**Aim of the task**
Word-for-word transcription: reproduce all of the data, but not the pictures.

**Referring expression data**
══════════════════════════════

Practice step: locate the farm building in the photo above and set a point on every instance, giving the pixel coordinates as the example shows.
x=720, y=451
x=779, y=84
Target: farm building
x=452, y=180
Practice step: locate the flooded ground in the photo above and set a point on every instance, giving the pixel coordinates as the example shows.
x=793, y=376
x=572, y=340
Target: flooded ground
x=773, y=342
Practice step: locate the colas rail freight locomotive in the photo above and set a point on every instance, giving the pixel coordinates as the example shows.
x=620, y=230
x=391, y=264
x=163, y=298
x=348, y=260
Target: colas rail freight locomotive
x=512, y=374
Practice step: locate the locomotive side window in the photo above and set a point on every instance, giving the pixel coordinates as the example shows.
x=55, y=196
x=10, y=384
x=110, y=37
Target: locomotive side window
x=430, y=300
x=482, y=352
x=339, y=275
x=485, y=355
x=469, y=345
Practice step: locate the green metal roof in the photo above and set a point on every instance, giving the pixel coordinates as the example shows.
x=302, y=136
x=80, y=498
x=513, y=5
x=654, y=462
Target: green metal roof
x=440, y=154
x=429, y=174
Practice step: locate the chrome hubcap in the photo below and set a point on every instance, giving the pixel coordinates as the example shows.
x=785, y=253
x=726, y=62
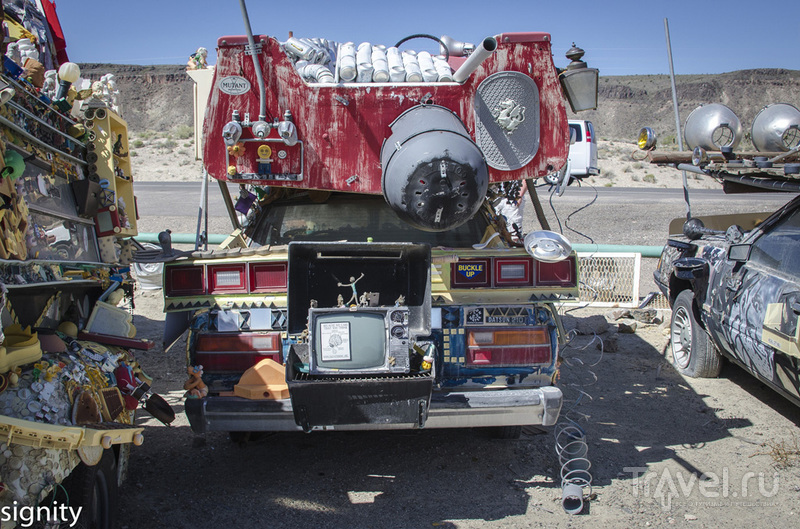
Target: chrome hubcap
x=681, y=334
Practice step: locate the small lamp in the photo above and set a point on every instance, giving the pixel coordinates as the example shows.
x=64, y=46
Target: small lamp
x=579, y=82
x=68, y=73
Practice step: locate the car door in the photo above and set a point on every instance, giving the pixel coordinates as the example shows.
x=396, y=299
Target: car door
x=759, y=303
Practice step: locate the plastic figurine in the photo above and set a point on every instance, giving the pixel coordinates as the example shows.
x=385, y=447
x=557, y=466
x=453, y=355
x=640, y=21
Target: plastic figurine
x=198, y=60
x=352, y=284
x=195, y=387
x=118, y=147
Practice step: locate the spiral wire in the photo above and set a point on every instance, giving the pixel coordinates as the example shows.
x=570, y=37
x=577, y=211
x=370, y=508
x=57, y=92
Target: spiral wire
x=570, y=438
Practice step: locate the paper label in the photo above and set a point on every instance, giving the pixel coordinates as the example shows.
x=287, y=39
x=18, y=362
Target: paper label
x=335, y=341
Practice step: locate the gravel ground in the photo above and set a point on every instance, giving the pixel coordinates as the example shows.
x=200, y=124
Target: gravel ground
x=710, y=453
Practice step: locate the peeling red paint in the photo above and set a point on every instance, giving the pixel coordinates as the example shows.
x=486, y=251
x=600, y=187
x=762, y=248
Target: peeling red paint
x=342, y=127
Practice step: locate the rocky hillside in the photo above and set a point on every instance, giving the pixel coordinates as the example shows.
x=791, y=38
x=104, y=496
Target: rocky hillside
x=154, y=98
x=159, y=98
x=628, y=103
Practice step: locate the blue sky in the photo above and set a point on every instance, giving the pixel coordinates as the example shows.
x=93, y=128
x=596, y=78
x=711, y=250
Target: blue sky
x=620, y=38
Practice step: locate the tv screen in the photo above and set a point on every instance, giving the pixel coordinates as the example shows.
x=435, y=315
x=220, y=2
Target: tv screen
x=349, y=341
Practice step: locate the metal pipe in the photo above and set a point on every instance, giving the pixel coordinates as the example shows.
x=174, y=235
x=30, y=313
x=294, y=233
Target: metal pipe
x=226, y=198
x=179, y=238
x=677, y=119
x=692, y=168
x=646, y=251
x=262, y=88
x=481, y=53
x=201, y=233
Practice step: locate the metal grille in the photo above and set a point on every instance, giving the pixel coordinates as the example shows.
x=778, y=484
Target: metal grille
x=656, y=300
x=609, y=279
x=507, y=120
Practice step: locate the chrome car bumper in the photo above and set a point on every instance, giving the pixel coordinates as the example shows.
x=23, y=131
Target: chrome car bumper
x=454, y=409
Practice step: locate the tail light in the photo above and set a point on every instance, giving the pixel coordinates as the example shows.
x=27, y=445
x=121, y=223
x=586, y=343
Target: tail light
x=265, y=277
x=235, y=352
x=559, y=274
x=231, y=279
x=236, y=278
x=509, y=347
x=508, y=272
x=513, y=272
x=184, y=281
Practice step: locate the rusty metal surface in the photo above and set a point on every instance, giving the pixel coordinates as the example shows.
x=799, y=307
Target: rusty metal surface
x=343, y=126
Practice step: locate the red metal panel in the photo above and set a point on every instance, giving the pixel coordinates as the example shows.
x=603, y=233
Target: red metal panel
x=343, y=126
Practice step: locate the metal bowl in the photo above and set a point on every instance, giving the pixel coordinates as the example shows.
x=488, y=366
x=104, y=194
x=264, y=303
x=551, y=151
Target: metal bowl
x=712, y=127
x=776, y=128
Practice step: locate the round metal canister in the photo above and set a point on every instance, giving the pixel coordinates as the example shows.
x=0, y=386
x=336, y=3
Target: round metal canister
x=712, y=127
x=433, y=175
x=776, y=128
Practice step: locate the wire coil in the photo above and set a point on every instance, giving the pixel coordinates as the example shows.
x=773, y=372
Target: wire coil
x=570, y=440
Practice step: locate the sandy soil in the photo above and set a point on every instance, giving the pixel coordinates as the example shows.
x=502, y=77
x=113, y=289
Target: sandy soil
x=718, y=453
x=666, y=451
x=167, y=157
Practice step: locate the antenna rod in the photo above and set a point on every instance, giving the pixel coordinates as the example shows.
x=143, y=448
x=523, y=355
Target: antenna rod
x=677, y=119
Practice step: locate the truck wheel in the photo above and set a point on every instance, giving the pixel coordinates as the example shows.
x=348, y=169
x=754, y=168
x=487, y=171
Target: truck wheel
x=507, y=432
x=693, y=353
x=95, y=489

══════════════════════════════

**Output for this task**
Practice step: locate the farm building in the photo above and set a point on every instance, giving the pixel coordinates as the example shows.
x=720, y=451
x=779, y=84
Target: farm building
x=452, y=180
Practice step: locate the flooded ground in the photo above and set a point on every instance, giving the pixel coordinates as the example shows.
x=793, y=376
x=572, y=340
Target: flooded ground
x=773, y=342
Practice step: locate the colas rail freight locomotive in the photo above and set a point on every instance, giving the pixel coordinates as the example shows.
x=620, y=230
x=391, y=264
x=163, y=298
x=348, y=260
Target: colas rail freight locomotive
x=512, y=374
Practice step: locate the locomotive side window in the photo above and set a point on every instance, giving the pixel coordinates as the example shows.
x=55, y=196
x=10, y=384
x=110, y=37
Target: locomotive side window
x=430, y=300
x=482, y=352
x=339, y=275
x=485, y=355
x=469, y=345
Practice step: locate the green metal roof in the photo above and set a point on every instance, giving the pixel coordinates as the example shows.
x=302, y=136
x=80, y=498
x=513, y=5
x=654, y=462
Target: green metal roof
x=440, y=154
x=429, y=174
Practice step: locate the chrome hubcap in the photo below and set a point on every instance, giving the pixel coordinates as the example shows.
x=785, y=253
x=726, y=62
Target: chrome hubcap
x=681, y=334
Practice step: locate the small lamp in the photo above and set a point on every instance, giving the pixel coordinates as the example shows.
x=64, y=46
Target: small lamp
x=579, y=82
x=68, y=73
Practice step: locate the car door in the photo above and set a point on every instance, giving the pixel coordinates as the example shows.
x=396, y=299
Target: car door
x=759, y=303
Practice step: locate the plastic figurine in the photo above and set a point on every instance, giving the pixel coordinates as the example shows.
x=385, y=447
x=557, y=466
x=453, y=355
x=640, y=21
Target: plastic figurine
x=198, y=60
x=352, y=284
x=195, y=387
x=118, y=147
Practice step: locate the spiral wire in the photo above and set a point on every instance, giving the pixel coordinates as the example shows.
x=570, y=37
x=577, y=211
x=370, y=508
x=57, y=92
Target: spiral wire
x=570, y=438
Practice step: locate the paper label in the photo above and set a point on every instance, giving the pixel coordinates as the example shows.
x=287, y=39
x=18, y=362
Target: paper label
x=335, y=341
Practice step: locate the gravel ground in the photo above and set a point on every instance, giving the pixel coordinates as the example shows.
x=200, y=124
Target: gravel ground
x=710, y=453
Practice step: locate the peeling red paint in the photo above and set a point on every instance, giving the pixel coordinates as the example shows.
x=486, y=251
x=600, y=187
x=762, y=248
Target: peeling red paint
x=342, y=127
Practice step: locate the rocky hillside in the photo above and set a point on every instance, giving the pixel coordinates as the example shows.
x=791, y=38
x=104, y=496
Target: rocky hillside
x=154, y=98
x=159, y=98
x=628, y=103
Practice step: locate the blue sky in the photo above and set a point on every instance, giving the pixel coordinates as the example shows.
x=93, y=128
x=596, y=78
x=711, y=250
Target: blue sky
x=620, y=38
Practice step: locate the tv screen in the photo above and set a point on every instance, giving the pixel coordinates as the example shows.
x=435, y=315
x=220, y=2
Target: tv screen
x=349, y=341
Practice step: locate the metal pipe in the photo above and set a point on every instance, giving the pixel coordinates as the example shows.
x=174, y=235
x=30, y=313
x=294, y=233
Target: metal pipe
x=226, y=198
x=179, y=238
x=677, y=119
x=692, y=168
x=646, y=251
x=262, y=88
x=481, y=53
x=201, y=233
Practice step: locate the metal grille in the photo above and set a point on every instance, giving the pixel coordinates as the example shows.
x=778, y=484
Target: metal grille
x=656, y=300
x=609, y=279
x=507, y=120
Practice step: locate the chrome car bumper in the photo above and set a point on every instance, giving the pixel coordinates as the example shows.
x=23, y=131
Target: chrome car bumper
x=454, y=409
Practice step: locate the tail light in the photo above and set a point on every instance, giving the pixel coordinates as the example shows.
x=27, y=445
x=121, y=223
x=586, y=343
Target: tail light
x=265, y=277
x=235, y=352
x=559, y=274
x=231, y=279
x=236, y=278
x=509, y=347
x=508, y=272
x=513, y=272
x=184, y=281
Practice step: locate the rusty metal surface in the photo above and set a point on every instance, giving the pixel coordinates as the example shows.
x=799, y=307
Target: rusty metal surface
x=343, y=126
Practice step: locate the red metal panel in the photo above and set a point on every instance, giving the pixel coordinates as the example shows.
x=603, y=233
Target: red metal panel
x=343, y=126
Practice step: locate the metal bowl in the photo above and set a point on every instance, giving the pixel coordinates as the example shows.
x=488, y=366
x=104, y=194
x=264, y=303
x=551, y=151
Target: metal bowl
x=712, y=127
x=776, y=128
Practice step: locate the round metal canister in the photo above and set a point on every instance, giving the pixel coordinates as the example shows.
x=0, y=386
x=336, y=3
Target: round metal canister
x=712, y=127
x=433, y=175
x=776, y=128
Practice step: locate the wire coil in the photo above and set a point on every instance, giving the pixel coordinates as the example shows.
x=773, y=372
Target: wire coil
x=570, y=440
Practice step: locate the sandy soil in the photo above and set a point on every instance, giving the pixel coordinates as the example shows.
x=502, y=77
x=113, y=289
Target: sandy soil
x=718, y=453
x=666, y=451
x=167, y=157
Practice step: locate the antenna rod in the photo above and set a point on every instance, giving the pixel coordinates as the example shows.
x=143, y=448
x=523, y=355
Target: antenna rod
x=677, y=119
Practice step: locate the truck wheel in the photo above and set a point on every instance, giving the pixel coordinates as the example shows.
x=348, y=169
x=754, y=168
x=487, y=171
Target: truck wheel
x=507, y=432
x=693, y=353
x=95, y=489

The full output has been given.